*** Opening Supplied text ***

I found many portions of the film to be incredibly fascinating and completely informative. For example, I had no idea what the concept of a “slippery genome” entailed until watching the documentary, nor did I realize that genetic trait is what explained the unique quality dogs have to show instant physical changes from one generation to the next. However, one particular slice of information I found incredibly intriguing was the increased number of issues (ranging from disease to minor physical disorders) present within purebred dogs (and not mixes).
The issues piqued my interest mainly because my own dog (a Yorkshire Terrier) is from a long line of pure bred descent. Upon further research (and with information provided from the movie), it seems as though this increase in physical problems within purebred dogs lies within the fact that limiting a gene pool to one lineage limits the variability necessary to make genetic disorders less likely. Hence, it explains why my dog shares in the same dilemma of having loose leg joints that her parents and fellow puppies in her litter seem to share. Granted, this physical predicament is being watched closely by our veterinarian, but I find it incredibly discouraging nonetheless because popular groups like the American Kennel Club encourage purity within the bloodlines of recognized breeds. Unfortunately, this “purity” equates to the same problems found within inbreeding in humans, an act viewed not only as taboo but also rather unsound in terms of maintaining a well-varied/healthy gene pool (and rightfully so).

*** Closing Supplied text ***
*** Opening Excerpted data ***

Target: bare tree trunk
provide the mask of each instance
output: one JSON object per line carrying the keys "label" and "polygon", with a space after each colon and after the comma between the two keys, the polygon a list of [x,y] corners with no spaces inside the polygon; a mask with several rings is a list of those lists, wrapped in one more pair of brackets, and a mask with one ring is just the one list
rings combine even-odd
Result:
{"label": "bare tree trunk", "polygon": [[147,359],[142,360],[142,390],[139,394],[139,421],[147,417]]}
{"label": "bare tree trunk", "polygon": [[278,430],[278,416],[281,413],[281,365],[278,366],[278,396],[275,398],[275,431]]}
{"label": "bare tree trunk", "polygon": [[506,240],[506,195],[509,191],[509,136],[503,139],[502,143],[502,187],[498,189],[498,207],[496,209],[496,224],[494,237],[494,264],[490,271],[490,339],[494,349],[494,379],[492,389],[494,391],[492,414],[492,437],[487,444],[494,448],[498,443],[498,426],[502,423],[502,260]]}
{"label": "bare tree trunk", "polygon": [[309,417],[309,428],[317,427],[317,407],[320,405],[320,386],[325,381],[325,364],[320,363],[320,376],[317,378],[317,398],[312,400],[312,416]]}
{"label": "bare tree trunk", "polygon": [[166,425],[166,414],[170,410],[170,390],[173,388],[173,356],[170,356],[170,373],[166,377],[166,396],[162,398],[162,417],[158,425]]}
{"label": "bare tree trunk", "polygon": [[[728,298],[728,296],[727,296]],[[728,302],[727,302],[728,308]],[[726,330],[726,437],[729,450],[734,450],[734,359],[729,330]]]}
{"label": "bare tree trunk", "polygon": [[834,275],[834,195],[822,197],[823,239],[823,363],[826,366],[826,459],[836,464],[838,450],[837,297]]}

*** Closing Excerpted data ***

## Aim of the task
Render this sentence from the reflection on purebred dogs in Spanish: "The issues piqued my interest mainly because my own dog (a Yorkshire Terrier) is from a long line of pure bred descent."

## Answer for the task
Los problemas despertaron mi interés principalmente porque mi propia perra (una Yorkshire Terrier) proviene de un largo linaje de ascendencia de raza pura.